#### Рабочее задание 1
Каким курсом, согласно отрывку о погребальных обычаях, жители о-ва Сан Кристобаль направляли лодку с умершим?
#### Рабочее задание 2
Перепишите дословно часть отрывка о погребальных обычаях от слов «Таким образом, и» до слов «как иной мир.» включительно.

#### Фрагмент текста
^^^^
Таким образом, и кремация и водное погребение преследуют [83] одну цель — удаление мертвеца. Погребение в лодке связано (возможно, генетически) с водным погребением[35] и так преследовало двоякую цель. В Океании распространен обычай вывозить труп на лодке и топить в волнах.[36] Стремление удалить умершего прослеживается и в самом загробном плавании жители о-ва Сан Кристобаль направляли лодку с умершим таким курсом, чтобы тот не мог вернуться.[37] В индонезийских других ритуалах «корабль» мог играть роль «козла отпущения»: модели «кораблей» с куклами (духами болезней) спускали на воду и отправляли на соседний остров[38] — полная аналогия загробному плаванию. Море и другой остров выступают здесь как иной мир.
«Корабль», однако, выполнял не только функцию удаления в иной мир, но и функцию связи со страной духов: «корабль Темпон-Телона постоянно курсирует между миром живых мертвых. По верованиям жителей Туамоту, «корабль мертвых с духами на борту появлялся у берегов ночью, когда кто-нибудь умирал, и исчезал утром.[39] Для скандинавов возвращение умерших на «корабле» (Нагльфаре) в противоположность вышеупомянутым «нормальным» отношениям живых и мертвых означало в некотором роде конец света: приплывшие на нем мертвецы Хель и хтонические чудовища должны были уничтожить дружину Одина и мир людей. Здесь удаление умерших в иной мир имело эсхатологическую значимость.
Более мягкой формой удаления умершего из мира живых (в сравнении с сожжением, насильственным удалением в иной мир и т. п.) было заботливое устройство его загробного плавания с необходимым провиантом и инвентарем. Сама идея загробного путешествия не соотносилась с каким-либо определенным представлением о загробном мире. При помощи одного того же обрядового средства (погребальная ладья) можно было следовать разными путями в противоположные загробные миры (Вальхалла и Хель у скандинавов). И наоборот, различными способами можно было проникнуть в однотипные миры: так, например, в Меланезии труп топили, чтобы умерший достиг загробного острова; на Новой Каледонии не практиковалось водное погребение, хотя также существовало представление о загробном острове.[40] В эддических стихах говорится об умерших, переходящих вброд потоки перед Вальхаллой и Хель,[41] куда можно было проникнуть не только на ладье и пешком, но верхом на коне.
^^^^
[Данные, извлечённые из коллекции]
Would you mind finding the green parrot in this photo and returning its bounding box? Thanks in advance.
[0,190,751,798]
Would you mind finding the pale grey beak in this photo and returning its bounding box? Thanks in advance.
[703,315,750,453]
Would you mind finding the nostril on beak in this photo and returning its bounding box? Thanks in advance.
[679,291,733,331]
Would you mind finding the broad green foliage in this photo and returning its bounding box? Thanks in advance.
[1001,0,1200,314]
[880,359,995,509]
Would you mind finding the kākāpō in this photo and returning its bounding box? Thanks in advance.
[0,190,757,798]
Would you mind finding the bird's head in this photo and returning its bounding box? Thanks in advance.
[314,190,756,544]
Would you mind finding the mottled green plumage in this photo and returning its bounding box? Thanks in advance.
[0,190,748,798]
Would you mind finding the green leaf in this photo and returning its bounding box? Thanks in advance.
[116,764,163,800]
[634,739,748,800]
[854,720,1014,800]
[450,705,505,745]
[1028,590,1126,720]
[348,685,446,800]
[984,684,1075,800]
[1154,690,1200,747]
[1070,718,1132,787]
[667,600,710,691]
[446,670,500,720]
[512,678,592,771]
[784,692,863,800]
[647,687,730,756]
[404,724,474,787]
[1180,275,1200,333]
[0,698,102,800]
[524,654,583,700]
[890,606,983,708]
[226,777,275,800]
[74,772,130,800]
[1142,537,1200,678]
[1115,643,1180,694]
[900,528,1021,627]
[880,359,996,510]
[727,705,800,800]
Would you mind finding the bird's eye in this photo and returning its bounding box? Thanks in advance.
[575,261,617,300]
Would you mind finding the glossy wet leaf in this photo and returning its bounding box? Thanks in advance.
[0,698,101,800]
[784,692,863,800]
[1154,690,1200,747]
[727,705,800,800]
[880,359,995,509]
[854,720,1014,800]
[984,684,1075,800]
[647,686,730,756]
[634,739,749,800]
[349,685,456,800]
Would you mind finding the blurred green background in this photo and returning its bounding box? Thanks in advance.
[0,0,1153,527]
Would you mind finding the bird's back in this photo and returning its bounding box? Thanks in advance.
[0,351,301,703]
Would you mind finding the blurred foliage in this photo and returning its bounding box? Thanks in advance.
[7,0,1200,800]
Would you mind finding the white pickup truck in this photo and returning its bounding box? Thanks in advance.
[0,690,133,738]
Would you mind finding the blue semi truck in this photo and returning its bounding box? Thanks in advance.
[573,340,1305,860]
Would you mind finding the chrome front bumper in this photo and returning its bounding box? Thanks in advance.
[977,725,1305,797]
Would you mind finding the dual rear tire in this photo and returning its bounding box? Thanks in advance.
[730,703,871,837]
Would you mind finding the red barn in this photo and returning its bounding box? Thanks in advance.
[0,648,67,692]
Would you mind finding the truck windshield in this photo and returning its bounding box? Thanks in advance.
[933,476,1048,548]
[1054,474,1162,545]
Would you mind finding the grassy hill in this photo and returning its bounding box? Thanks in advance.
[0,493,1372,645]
^^^^
#### Поле ответа 1
Таким, чтобы умерший не мог вернуться.

#### Поле ответа 2
Таким образом, и кремация и водное погребение преследуют [83] одну цель — удаление мертвеца. Погребение в лодке связано (возможно, генетически) с водным погребением[35] и так преследовало двоякую цель. В Океании распространен обычай вывозить труп на лодке и топить в волнах.[36] Стремление удалить умершего прослеживается и в самом загробном плавании жители о-ва Сан Кристобаль направляли лодку с умершим таким курсом, чтобы тот не мог вернуться.[37] В индонезийских других ритуалах «корабль» мог играть роль «козла отпущения»: модели «кораблей» с куклами (духами болезней) спускали на воду и отправляли на соседний остров[38] — полная аналогия загробному плаванию. Море и другой остров выступают здесь как иной мир.